Your task: An exact reproduction of the entries is needed. Keep all pictures out of it.

Supplied records:
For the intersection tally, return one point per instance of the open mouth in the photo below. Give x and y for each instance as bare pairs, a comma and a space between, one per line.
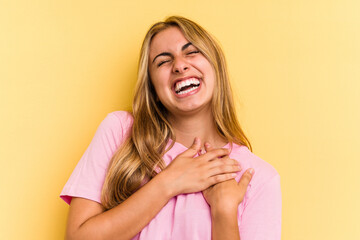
186, 86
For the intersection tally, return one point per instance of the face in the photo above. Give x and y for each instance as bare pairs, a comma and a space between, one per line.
183, 78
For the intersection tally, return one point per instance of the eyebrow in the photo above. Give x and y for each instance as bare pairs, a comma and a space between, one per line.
169, 54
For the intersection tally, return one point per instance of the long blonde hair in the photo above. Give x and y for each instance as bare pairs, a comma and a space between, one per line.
138, 157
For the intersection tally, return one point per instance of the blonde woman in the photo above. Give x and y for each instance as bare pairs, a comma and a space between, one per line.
179, 166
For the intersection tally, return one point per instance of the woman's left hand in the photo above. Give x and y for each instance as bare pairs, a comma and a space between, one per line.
229, 193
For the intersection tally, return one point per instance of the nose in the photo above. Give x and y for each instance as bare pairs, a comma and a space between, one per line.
180, 65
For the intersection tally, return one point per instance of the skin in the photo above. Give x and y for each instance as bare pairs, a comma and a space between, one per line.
212, 172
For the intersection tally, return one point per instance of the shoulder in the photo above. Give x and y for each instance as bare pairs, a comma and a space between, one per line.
264, 171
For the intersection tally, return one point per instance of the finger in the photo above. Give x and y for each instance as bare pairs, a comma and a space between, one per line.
223, 169
245, 179
208, 147
193, 149
223, 162
215, 153
221, 178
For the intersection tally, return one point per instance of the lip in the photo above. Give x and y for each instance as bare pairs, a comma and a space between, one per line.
189, 93
182, 79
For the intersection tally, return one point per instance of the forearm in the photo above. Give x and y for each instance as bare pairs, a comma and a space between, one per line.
224, 224
130, 217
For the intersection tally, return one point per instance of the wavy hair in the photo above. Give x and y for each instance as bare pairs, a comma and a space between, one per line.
138, 157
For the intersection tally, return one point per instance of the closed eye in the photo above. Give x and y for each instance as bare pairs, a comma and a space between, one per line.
193, 52
162, 62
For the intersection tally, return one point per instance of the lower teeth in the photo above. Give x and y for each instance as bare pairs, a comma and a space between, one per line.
188, 90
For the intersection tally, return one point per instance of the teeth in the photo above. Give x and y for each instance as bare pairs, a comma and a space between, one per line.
187, 82
186, 91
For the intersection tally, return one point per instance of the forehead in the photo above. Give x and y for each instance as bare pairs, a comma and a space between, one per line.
170, 39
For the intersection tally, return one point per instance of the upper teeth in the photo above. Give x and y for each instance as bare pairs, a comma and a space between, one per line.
187, 82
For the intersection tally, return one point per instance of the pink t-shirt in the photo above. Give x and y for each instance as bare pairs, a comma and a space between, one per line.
186, 216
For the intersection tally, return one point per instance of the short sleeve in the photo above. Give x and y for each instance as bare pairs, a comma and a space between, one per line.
87, 179
261, 218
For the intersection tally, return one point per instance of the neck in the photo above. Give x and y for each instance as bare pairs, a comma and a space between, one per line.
201, 125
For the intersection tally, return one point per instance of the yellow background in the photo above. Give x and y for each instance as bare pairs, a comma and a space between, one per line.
295, 67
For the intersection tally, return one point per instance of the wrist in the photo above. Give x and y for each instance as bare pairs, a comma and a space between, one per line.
222, 210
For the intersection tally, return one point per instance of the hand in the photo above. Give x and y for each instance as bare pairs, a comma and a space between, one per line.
228, 193
187, 173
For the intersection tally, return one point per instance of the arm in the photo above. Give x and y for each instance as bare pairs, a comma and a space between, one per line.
87, 219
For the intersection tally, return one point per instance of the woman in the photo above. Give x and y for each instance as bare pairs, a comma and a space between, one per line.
167, 170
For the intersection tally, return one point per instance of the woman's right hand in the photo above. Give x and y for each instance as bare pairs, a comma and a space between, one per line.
187, 173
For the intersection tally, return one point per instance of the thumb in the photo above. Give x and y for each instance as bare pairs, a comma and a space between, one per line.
193, 149
245, 180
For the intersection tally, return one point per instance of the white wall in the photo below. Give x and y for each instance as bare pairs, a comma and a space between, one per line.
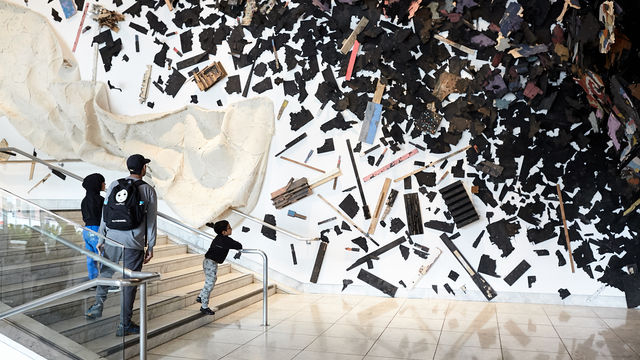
391, 266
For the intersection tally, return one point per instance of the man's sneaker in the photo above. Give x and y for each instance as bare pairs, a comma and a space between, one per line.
207, 311
132, 329
94, 312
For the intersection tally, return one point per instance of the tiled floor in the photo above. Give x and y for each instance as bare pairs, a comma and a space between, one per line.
329, 327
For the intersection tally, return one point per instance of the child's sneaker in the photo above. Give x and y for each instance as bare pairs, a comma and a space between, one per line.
207, 311
94, 312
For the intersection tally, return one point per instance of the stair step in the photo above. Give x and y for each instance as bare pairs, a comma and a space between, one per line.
81, 330
77, 304
172, 325
19, 293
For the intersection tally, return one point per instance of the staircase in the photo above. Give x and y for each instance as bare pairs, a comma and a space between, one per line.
36, 270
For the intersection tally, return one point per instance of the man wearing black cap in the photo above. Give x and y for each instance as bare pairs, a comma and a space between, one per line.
133, 240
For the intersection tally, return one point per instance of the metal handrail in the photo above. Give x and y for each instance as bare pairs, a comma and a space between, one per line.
127, 272
265, 281
308, 240
75, 289
265, 262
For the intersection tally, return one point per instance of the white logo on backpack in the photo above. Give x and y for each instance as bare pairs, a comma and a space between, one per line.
121, 195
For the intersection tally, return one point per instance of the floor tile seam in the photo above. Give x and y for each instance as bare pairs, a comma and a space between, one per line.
441, 330
566, 348
499, 335
230, 352
618, 336
404, 301
179, 357
637, 353
317, 336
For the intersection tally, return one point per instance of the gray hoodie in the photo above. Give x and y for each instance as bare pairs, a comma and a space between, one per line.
135, 239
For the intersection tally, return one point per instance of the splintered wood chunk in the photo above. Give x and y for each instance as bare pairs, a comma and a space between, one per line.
210, 75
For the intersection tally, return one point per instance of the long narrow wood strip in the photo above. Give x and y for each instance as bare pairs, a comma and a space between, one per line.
348, 219
84, 15
352, 60
365, 207
432, 163
566, 230
390, 165
333, 174
377, 96
302, 164
379, 205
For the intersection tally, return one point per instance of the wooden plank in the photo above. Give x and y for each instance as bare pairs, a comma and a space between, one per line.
347, 44
432, 163
377, 96
302, 164
379, 204
317, 266
566, 230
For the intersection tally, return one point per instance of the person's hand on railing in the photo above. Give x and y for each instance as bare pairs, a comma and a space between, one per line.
148, 256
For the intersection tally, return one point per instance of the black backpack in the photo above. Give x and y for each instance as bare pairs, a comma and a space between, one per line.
124, 209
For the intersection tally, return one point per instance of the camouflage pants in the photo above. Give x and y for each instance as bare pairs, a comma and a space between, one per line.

Output for this exercise:
For the intersection tally, return one point per instance of the open mouth in the photo below. Give x and y for each instance as bare pairs, a comma and a space between, one per line.
186, 86
For the intersection tally, return one point per instance of the face in the photo above. Give x and y for each instance as bare pairs, a comma and a space between, one per line.
183, 78
For the intersection tally, return one point per instance of the eyebrow in the photo above. Give x and y for each instance as bare pairs, a comma and a space between, one per line.
169, 54
For the intersection tally, return one point per instance of the long blonde hair in the photo above. Give x and y for each instance as bare pairs, a comma and a space between, one per line.
138, 157
For the intersection tally, return one point per instance of the blonde woman in the photo above. Give x and y for each instance as bare pairs, a comma and a space between, one per line.
179, 166
For the intersection tally, return one point per instance of the woman's left hand in the photo above. Give x and y for each instance as bare pairs, a comma and a space between, one per line.
229, 193
For the intersection tally, return one point per instance of the nose in the photo above. Give x and y for each instance as bare pairs, a comma and a space between, one per line.
180, 65
For the intersection tally, return one point per instance of the skin in the photo above. Give x and y for each instance as bare pairs, a comma and a space between, one per line.
212, 172
For the intersection tally, return one point per instance of the shoulder in the photo above. Give x and y for each instance as bare pairs, a comma and a space between, one per line.
264, 171
For the intersection tally, return one point per instance of the finger in the photo above. Give x and y for each instance as bare pairs, a comma and a space between, one per line.
223, 169
245, 179
208, 147
193, 149
223, 162
215, 153
221, 178
For the intersection tally, return one point per instance of the lip in the photo above. Give x and y for each instance as bare pairs, a comma and a space between, one per line.
189, 93
182, 79
For the intersection tally, return one point per instance of the forearm in the photo above. Give x and y for each instance as bare pairs, a comma and a space between, one per line.
224, 224
130, 217
For the intersection tally, return one point per instance of the wavy hair in the photo above. Give x and y for each instance as bare pairs, a comma and a space between, one per line.
138, 157
For the intersection tally, return one point per instance of the closed eye in the photo above. Give x and y for each instance as bare pairs, a comma and a space between, one per line.
193, 52
162, 62
For the intersection tally, return one point per instance of the lower teeth in the photo above. Give x and y for each instance as bare pairs, a comma and a space between, one per line.
188, 90
For the intersection tally, return one point per instance of the teeth in the photo above. Give x and y for each instance as bare pairs, a comma and a space between, one per line.
187, 82
186, 91
For the intersection tally, return one point per instance of the forehead in the photo above. Give x and y for each instance as bare pairs, a comma and a space between, one per line.
170, 39
For the intersection tally, return one point per instance of the upper teeth in the photo above. Give x and y for each instance as bare pairs, a comma and a space between, one per line.
187, 82
For the intersection tally, return one point per instance of the pink t-shirt in the photo above. Give x and y for each instance as bare pairs, a comma and a space between, one per line.
186, 216
For the intersection tally, return one point per instance of the short sleeve in the photo above. Give x and y for each instance as bare pairs, a comma and a space between, one per line.
87, 179
261, 218
For the intersection tally, return one point per instance of the neck in the photo above. Give x and y for each instance as bare pairs, a comma and a space between, one per line.
201, 125
For the intersection tally, return one point per instance of the yellow background in the photo above. Give x and y for each instance as bare pairs, a comma and a space between, one per line.
295, 67
For the intersection tally, return one point per instance of the wrist in the photo above. Give x and y for each instance as bare pairs, a comma and a space between, one per line.
222, 210
For the intersection tally, return one point per instance of the hand in the photo above. Give x and y for each instance as bare pairs, a comma and a space between, one per line.
228, 193
187, 173
For the intersection tally, return one point per instance of the arm in the photo above. Give x and y for each instance as bare pairs, a comma and a space between, one per line.
87, 219
For the intersection tally, return one point per instance of the woman in the photo above. Give x and y for each instance as bare pairs, a comma and a space between, one per line.
167, 170
For the intersection tally, return one point per instance of the woman's right hand in the photo above. Give x and y for each instance as bare pairs, a comma and a space between, one per line.
187, 173
For the intersection tally, return one point per instance of the thumb in the photo above. Give x and y for each instance as bare pairs, a comma and a space between, one per line.
193, 149
245, 180
For the intersection tally, return one point per instance of the white wall in the photo below. Give x and y for each instance as bare pairs, a comma and a space between, one per line.
391, 266
For the intersection tally, return one point per instance of the man's sneaker in the photo above. Give x and y for each instance as bare pairs, a comma and a space between, one per line.
207, 311
132, 329
94, 312
For the intersection tally, return one point per instance of the tiled floor in the photo above. Give x and y for each instance as bare pairs, a comma and a space between, one per line.
329, 327
For the intersection tally, return one point per instance of the child's sneaker in the photo above. Give x and y for each instance as bare pairs, a comma and a space between, one per line.
207, 311
94, 312
For the intersection tally, return one point per instance of the stair step in the photo above. Give x and y for each instance as bare pairs, a comma and a space between, one per line.
81, 330
77, 304
172, 325
19, 293
For the intersection tally, return one point per instance of the staircase in the photo above. Give x and y for each instance as bare pairs, a comma and a space between, one per line.
36, 270
For the intersection tally, return one point per instance of the man wearing black cap in the photo above. Give x and y for each instance as bare pairs, a comma and a space between, one per line.
133, 240
For the intersection tally, return one point per instance of the metal handrail in the photo above. Give x and y for each instance as bare pairs, a comma and a space between, one per line.
127, 272
265, 281
308, 240
75, 289
265, 262
For the intersection tally, return one point per instance of the white logo on backpack in the photo above. Give x and y for each instance as bare pairs, a comma and a space between, one per line.
121, 195
For the intersection tally, return one point per instance of the floor tile seam in the photo above. Give x and y for each instance as bare pairs, a comma and a space between, one per line.
441, 330
566, 348
499, 335
230, 352
618, 336
404, 301
179, 357
637, 353
317, 336
For the intersection tally, return one point per instance of the gray hoodie in the photo above. Give x and y for each instance as bare pairs, a comma and a space between, one per line.
135, 239
For the intersection tally, return one point per instance of the splintered wood chunk in the photo above. Give x and y for each instance as bare pairs, a comma and a space between, one per line.
210, 75
For the intersection tally, return one point per instance of the long narrow wood strip in the photo above. Give x and y for each instance as bare pairs, a comma and a space between, one per line.
348, 219
84, 15
352, 60
365, 207
432, 163
566, 230
390, 165
333, 174
377, 96
302, 164
379, 205
For the intersection tally, return one point per instance of the wooden plank in the photo above. Give x and y for each instance as bare pairs, a comma and a space between, one per line.
347, 44
432, 163
377, 96
302, 164
379, 204
317, 266
566, 230
For the intersection tally, return one point per instance of the person's hand on railing in the photo above. Give x and y for each instance as bare pairs, a comma and a space between, one per line.
148, 256
For the intersection tally, return one point per instance of the black backpack in the photo above. Give x and y for each instance as bare pairs, a comma and a space between, one per line.
124, 209
For the intersection tally, return one point per instance of the camouflage pants in the photo above. Give x and y for each instance as bare pairs, a comma and a space between, one per line.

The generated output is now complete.